[Dataset items]
____________________

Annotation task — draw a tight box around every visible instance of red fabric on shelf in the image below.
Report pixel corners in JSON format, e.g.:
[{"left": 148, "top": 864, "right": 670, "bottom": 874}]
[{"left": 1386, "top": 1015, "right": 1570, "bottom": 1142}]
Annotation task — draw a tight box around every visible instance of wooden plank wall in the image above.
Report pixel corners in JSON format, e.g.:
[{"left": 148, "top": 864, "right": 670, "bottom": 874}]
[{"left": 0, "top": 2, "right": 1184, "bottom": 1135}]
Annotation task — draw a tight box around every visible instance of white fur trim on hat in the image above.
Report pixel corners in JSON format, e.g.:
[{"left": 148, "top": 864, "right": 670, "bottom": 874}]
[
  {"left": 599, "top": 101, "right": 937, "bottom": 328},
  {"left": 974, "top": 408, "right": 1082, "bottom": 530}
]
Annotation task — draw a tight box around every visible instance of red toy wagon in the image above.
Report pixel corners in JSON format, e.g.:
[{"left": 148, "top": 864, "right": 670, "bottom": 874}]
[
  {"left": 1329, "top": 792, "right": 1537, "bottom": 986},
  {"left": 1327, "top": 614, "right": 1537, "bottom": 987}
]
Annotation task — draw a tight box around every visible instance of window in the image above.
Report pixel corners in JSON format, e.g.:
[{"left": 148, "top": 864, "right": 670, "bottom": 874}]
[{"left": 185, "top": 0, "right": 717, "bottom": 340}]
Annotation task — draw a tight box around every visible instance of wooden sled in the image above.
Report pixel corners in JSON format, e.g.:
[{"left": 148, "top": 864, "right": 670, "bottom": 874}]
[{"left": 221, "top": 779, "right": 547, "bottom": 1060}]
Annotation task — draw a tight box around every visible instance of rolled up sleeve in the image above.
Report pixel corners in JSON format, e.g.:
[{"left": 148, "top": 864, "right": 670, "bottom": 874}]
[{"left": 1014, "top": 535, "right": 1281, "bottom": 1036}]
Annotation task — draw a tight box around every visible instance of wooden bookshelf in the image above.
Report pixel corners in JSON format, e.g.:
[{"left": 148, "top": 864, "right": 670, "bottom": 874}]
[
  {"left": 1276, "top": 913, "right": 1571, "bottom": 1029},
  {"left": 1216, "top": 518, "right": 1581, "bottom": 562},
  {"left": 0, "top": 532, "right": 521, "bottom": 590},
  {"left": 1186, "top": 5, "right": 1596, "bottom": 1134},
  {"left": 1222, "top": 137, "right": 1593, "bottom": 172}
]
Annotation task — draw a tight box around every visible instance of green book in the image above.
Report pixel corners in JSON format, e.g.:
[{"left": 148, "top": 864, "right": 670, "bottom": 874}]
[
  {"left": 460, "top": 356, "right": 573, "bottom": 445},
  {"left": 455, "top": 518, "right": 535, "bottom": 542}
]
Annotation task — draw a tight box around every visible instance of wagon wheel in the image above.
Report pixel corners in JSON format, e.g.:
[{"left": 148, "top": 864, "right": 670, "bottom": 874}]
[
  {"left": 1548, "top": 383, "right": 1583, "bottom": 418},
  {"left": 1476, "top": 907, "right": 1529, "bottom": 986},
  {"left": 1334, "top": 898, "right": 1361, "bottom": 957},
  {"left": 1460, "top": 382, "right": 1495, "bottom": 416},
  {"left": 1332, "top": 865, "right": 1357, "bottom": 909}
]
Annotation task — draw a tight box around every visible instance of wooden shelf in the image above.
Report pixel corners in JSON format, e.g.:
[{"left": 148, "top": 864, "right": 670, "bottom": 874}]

____________________

# AIM OF THE EXERCISE:
In the entries above, locate every line with the word "wagon" and copy it.

# YOUR SOLUTION:
Annotation task — draw a tight box around every visible instance of red toy wagon in the image above.
Annotation task — draw a tight box around every visible instance of wagon wheel in the image above.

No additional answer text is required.